Face Recognition
Verification vs. recognition
- Facial recognition is a biometric solution that measures unique characteristics about one’s face.
- Face verification is concerned with validating a claimed identity based on the image of a face, and either accepting or rejecting the identity claim (one-to-one matching)
- The goal of face identification is to identify a person based on the image of a face (one-to-many matching)
Difficulties
- We cannot use plain classification for face recognition for two reasons:
- CNN doesn’t work on a small training sets, since a vanilla cross-entropy-loss softmax classifier severely overfits to the limited data,
- It is not convenient to retrain the model every time we add a picture of a new person to the system.
- Also, we cannot use similarity functions like L2 distance, which suffer from the ominous sounding curse of dimensionality and so won’t work well for data with thousands of dimensions.
- But we can use a deep convolutional network to learn some kind of similarity function that a classifer like nearest neighbor can use to classify a face.
One-shot learning
- One-shot learning is an object categorization problem in computer vision, which aims to learn information about object categories from one, or only a few, training images.
Siamese network
- Siamese NNs are popular among tasks that involve finding similarity or a relationship between two comparable things.
- Instead of a model learning to classify its inputs, the neural networks learn to differentiate between two inputs. They learn the similarity between them.
- Siamese networks are best-suited for cases where we can have only a few examples per class.
- Siamese neural network is a class of neural network architectures that contain two or more identical subnetworks (identical here means they have the same configuration with the same parameters and weights)
- Parameter updating is mirrored across both subnetworks.
- The last layers of the two networks are fed to a loss function, which calculates the similarity between the embeddings.
- You can also learn the similarity function by letting the network adjust the weights and biases of the logistic regression.
- Siamese Neural Networks for One-shot Image Recognition (2015)
- One Shot Learning and Siamese Networks in Keras
Embeddings
- Embedding is projecting input features to a some higher-dimensional space.
- It means converting data to a feature representation where certain properties can be represented by notions of distance (such as semantic similarity)
---
▶ Aim A
In the face recognition notes, what kind of matching does face verification involve?
▶ Aim B
Extract the passage of the face recognition notes starting at "- Siamese Neural Networks" and ending at "some higher-dimensional space.".

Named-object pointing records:
---
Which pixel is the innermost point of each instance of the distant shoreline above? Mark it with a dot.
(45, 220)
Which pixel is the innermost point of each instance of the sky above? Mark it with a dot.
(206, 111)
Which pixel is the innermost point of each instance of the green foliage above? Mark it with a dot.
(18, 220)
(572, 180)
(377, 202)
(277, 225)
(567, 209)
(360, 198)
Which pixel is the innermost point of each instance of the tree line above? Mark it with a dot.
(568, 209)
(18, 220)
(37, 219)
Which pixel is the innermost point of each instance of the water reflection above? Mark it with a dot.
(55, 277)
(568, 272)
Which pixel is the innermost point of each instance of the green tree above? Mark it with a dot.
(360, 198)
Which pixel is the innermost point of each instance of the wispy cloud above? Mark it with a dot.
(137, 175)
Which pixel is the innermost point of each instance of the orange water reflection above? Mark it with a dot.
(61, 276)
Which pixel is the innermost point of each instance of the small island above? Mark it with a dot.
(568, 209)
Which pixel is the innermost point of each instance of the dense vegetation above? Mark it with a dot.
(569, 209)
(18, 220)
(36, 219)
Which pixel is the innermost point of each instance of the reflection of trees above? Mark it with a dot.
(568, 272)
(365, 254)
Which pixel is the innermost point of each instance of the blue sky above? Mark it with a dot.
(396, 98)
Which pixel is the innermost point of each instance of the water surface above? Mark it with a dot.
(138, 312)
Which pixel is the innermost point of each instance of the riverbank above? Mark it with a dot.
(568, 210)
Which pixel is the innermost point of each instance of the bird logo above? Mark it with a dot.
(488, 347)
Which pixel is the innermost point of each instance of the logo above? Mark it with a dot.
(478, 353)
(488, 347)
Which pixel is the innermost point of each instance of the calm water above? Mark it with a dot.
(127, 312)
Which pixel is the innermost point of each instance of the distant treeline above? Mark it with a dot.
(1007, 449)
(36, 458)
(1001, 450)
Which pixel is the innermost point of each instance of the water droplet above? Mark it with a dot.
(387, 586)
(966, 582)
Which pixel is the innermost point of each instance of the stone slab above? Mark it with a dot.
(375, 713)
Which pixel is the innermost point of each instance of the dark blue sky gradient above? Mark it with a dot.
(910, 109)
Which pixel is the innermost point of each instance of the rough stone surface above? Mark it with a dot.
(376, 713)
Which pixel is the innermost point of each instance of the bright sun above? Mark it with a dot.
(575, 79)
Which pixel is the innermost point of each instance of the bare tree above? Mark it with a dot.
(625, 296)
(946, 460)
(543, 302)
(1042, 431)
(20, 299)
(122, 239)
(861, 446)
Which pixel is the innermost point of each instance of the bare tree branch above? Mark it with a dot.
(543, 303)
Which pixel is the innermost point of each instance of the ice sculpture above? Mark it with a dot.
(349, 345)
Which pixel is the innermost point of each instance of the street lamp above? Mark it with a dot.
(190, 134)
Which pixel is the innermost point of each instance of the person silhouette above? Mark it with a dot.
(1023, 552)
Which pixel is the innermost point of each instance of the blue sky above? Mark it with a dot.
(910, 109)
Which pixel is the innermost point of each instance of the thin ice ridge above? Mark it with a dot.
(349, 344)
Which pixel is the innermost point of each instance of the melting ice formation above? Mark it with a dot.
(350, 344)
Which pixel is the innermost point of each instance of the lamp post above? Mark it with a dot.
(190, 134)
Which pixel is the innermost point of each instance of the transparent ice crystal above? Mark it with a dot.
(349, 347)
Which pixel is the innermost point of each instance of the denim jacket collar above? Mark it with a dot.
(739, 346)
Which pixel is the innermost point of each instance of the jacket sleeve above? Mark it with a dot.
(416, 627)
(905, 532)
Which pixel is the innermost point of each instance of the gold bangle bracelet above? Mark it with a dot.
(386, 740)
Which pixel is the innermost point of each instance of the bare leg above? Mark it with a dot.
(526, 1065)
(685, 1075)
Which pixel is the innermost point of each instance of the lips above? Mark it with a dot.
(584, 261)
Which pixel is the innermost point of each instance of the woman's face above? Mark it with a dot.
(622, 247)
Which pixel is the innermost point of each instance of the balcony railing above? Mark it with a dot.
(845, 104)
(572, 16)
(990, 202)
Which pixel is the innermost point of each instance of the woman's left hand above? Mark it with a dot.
---
▶ Worked solution A
One-to-one matching.

▶ Worked solution B
- Siamese Neural Networks for One-shot Image Recognition (2015)
- One Shot Learning and Siamese Networks in Keras
Embeddings
- Embedding is projecting input features to a some higher-dimensional space.